◆ **取り組む課題**
ページ抜粋で、目次に「*」がつけられているのはどのような内容か。

統計学を学ぶにあたって最低限抑えておきたい数学 〜数列の表記:一般項・漸化式〜

当記事では「統計学を学ぶにあたって最低限抑えておきたい数学」の中から「数列の表記」に関して取り扱います。数列を理解するにあたっては、「要素の列挙」、「一般項」、「漸化式」の主に$3$パターンがあり、それぞれの対応や使い分けを把握するとスムーズだと思います。
取りまとめにあたっては数学の解説に関してはなるべくシンプルに取り扱いますが、統計学への応用に関連した複雑な内容に関しては目次に「*」をつけました。「*」がついているものはやや難しいので、読み飛ばしても問題ありません。

・基本数学まとめ
https://www.hello-statisticians.com/math_basic

数列の表記法

数列を理解するにあたっては、「数列」:「数の並びを何らかの表記を用いて表したもの」のように理解すると良いです。「一般項」や「漸化式」のような表記が難しく見える場合もあるかもしれませんが、「数の並びを表す」という目的に基づいて理解すればそれほど難しくないのではないかと思います。

以下、数列の表記の$3$パターンの解説を行うにあたって、「要素の列挙」、「一般項」、「漸化式」の$3$パターンについてそれぞれ確認を行います。

◆ **抽出データ**
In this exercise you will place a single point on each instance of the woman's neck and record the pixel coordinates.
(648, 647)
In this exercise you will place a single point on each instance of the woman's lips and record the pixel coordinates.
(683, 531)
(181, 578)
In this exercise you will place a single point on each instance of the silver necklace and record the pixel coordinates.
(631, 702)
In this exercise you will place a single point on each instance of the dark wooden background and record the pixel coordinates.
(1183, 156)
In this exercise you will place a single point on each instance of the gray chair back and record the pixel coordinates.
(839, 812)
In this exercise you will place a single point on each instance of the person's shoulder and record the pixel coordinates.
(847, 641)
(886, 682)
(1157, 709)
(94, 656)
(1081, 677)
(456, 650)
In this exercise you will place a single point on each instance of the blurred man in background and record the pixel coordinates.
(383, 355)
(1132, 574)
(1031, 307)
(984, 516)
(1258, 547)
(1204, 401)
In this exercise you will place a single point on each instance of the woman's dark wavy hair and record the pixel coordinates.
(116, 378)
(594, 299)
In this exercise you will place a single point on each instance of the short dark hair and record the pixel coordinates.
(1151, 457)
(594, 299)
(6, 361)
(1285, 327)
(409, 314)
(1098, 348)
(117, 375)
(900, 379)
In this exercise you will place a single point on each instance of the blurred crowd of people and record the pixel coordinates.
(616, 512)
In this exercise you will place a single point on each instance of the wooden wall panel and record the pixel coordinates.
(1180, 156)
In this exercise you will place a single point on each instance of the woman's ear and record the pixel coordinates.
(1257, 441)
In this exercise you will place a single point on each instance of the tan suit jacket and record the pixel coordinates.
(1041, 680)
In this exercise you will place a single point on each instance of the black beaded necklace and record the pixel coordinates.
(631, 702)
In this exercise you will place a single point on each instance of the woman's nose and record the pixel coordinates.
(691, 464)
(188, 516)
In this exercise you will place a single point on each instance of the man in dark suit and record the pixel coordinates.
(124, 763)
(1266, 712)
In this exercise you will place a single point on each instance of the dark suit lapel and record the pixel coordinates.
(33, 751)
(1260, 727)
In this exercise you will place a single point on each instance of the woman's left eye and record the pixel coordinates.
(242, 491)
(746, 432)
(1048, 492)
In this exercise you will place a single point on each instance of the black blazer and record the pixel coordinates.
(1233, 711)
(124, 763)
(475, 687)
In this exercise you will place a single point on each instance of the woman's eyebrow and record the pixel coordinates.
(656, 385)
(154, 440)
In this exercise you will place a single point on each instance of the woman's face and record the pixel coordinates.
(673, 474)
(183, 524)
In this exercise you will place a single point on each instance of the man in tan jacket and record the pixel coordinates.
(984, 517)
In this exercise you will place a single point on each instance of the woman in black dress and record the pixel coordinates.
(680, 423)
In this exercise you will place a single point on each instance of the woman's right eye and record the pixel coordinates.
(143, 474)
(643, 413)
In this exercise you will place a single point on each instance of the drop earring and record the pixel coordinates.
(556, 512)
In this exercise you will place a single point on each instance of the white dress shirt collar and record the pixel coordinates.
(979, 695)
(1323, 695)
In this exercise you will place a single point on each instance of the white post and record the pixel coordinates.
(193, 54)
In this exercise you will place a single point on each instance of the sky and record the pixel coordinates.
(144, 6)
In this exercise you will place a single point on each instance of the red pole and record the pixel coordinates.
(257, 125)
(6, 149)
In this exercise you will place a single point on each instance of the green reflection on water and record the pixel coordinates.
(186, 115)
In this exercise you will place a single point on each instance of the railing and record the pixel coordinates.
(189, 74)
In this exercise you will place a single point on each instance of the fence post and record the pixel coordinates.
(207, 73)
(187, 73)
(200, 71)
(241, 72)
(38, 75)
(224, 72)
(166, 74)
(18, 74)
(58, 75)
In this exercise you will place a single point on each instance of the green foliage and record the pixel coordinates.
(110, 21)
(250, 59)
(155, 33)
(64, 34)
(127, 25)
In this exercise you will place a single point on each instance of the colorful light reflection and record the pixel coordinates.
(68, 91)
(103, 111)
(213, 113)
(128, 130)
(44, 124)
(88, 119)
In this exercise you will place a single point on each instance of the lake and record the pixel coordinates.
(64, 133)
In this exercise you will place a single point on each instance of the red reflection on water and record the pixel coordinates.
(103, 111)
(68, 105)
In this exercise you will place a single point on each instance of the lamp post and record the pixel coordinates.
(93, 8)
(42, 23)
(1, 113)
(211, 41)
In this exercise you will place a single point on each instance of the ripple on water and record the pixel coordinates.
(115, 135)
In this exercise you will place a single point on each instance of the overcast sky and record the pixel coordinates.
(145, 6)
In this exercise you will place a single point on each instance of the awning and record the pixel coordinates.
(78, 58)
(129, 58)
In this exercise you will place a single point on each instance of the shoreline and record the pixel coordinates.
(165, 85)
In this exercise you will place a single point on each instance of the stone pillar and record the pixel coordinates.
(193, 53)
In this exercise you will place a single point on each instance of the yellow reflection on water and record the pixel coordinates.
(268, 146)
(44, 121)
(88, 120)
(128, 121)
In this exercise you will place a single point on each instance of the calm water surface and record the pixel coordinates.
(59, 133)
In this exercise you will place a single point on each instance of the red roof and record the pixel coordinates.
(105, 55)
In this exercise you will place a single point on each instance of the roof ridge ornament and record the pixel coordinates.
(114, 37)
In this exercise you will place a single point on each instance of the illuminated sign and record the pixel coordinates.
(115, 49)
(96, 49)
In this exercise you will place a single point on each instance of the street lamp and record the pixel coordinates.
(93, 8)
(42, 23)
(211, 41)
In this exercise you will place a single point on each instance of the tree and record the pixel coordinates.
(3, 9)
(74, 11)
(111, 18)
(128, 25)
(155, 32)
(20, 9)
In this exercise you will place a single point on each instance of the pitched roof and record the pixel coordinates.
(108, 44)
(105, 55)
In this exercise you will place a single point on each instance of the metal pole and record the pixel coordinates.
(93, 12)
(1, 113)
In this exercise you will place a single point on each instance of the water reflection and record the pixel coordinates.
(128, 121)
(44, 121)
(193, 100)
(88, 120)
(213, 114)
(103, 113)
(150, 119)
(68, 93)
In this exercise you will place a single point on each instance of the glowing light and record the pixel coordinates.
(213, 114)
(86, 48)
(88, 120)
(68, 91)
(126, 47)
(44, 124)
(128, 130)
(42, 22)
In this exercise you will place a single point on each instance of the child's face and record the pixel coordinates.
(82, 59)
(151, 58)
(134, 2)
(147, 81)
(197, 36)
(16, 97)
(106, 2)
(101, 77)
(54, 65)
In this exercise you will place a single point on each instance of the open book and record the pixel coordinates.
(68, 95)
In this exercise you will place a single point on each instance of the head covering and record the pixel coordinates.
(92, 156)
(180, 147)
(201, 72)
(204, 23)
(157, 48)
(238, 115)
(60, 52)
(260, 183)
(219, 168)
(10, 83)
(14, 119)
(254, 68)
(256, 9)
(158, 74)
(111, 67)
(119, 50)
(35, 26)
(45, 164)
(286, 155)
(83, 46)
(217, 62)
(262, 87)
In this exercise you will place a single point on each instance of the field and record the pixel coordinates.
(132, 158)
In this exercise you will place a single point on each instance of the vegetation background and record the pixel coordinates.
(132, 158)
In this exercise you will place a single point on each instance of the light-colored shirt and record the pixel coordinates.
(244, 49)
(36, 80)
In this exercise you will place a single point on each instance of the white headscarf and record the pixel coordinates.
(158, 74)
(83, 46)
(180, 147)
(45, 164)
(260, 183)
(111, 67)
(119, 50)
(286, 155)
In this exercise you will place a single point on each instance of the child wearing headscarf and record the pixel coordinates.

◆ **課題の解答**
統計学への応用に関連した複雑な内容である。